Negeri di Seberang Sungai atau Bilad Ma Wara’a Nahr atau dalam literatur latin disebut Transoxania/Transoxiana merupakan sebutan yang disematkan kepada kawasan Asia Tengah.(Tradisi Intelektual Muslim Uzbekirtan, hal iv). Sebagaimana dikutip dari jurnal Islamica, Qadimisme Versus Jadidisme Dan Dinamika Ulama Di Asia Tengah (Vol 12, No 1) merupakan kawasan yang mengalami islamisasi, ketika tentara pembebasan Islam di bawah panglima besar Qutaibah bin Muslim al-Bahli masuk ke wilayah itu sekitar tahun 88 H/706 M. Kini kawasan tersebut terdiri dari negara-negara pecahan Uni Soviet pasca imperialisme seperti Uzbekisten, Kirgistan, Kazakhstan, Tajikistan dan lain sebagainya.
Kawasan Asia Tengah terkenal dengan kota-kota bersejarah masa peradaban Islam seperti kota Samarkand dan Bukhara yang kini masuk wilayah negara Uzbekistan. Banyak karya dari tokoh intelelektual Muslim yang lahir disini, salah satunya kitab tafsir Bahr al-‘Ulum karya Nashr bin Muhammad bin Ibrahim al-Khithab al-Samarkandi al-Tauzi al-Balkhi yang biasa dikenal dengan Abi Laits al-Samarkandi.

★ ★ ★

Lanjutkan teks tentang Transoxania setelah kalimat terakhirnya. Baris-baris di bagian data tidak berhubungan dengan teks tentang Transoxania.

Bagian Data:
★ ★ ★

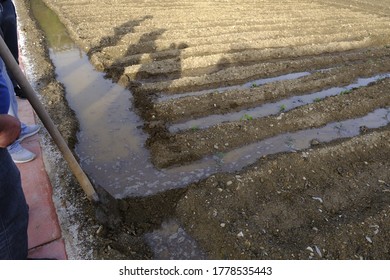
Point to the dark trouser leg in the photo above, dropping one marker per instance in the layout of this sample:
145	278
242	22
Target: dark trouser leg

★ ★ ★

Hasil Tugas:
Baca juga: Tafsir Surah Al-Baqarah 280: Lebih Bersabar dalam Menunggu Pembayaran Hutang
Tidak diketahui secara pasti kapan kitab tersebut mulai ditulis, namun dengan melihat riwayat biografi dari muallif (penulis) yang hidup sekitar tahun 301-310 H hingga 375-393 H mengindikasikan bahwa kitab tafsir Bahr al-‘Ulum ini ditulis pada periode klasik fase penulisan tafsir terpisah dari hadits (tadwin al-tafsir ‘ala istiqlal wa infirad min abwab al hadits), seperti yang dijelaskan oleh Syukron Affani dalam karyanya Tafsir al-Qur’an dalam Sejarah Perkembangannya (hal 137)
Dalam muqaddimahnya dijelaskan bahwa kitab tafsir ini ditulis atas dasar kesadaran muallif bahwa Al-Qur’an merupakan sumber ilmu, menurutnya ketika seseorang ingin mendapatkan ilmu maka ia harus mengambil dari Al-Qur’an, sehingga untuk memudahkan hal tersebut maka ditulislah sebuah kitab tafsir yang kemudian diberi nama “Bahr al-‘Ulum” yang berarti “Lautan Ilmu”.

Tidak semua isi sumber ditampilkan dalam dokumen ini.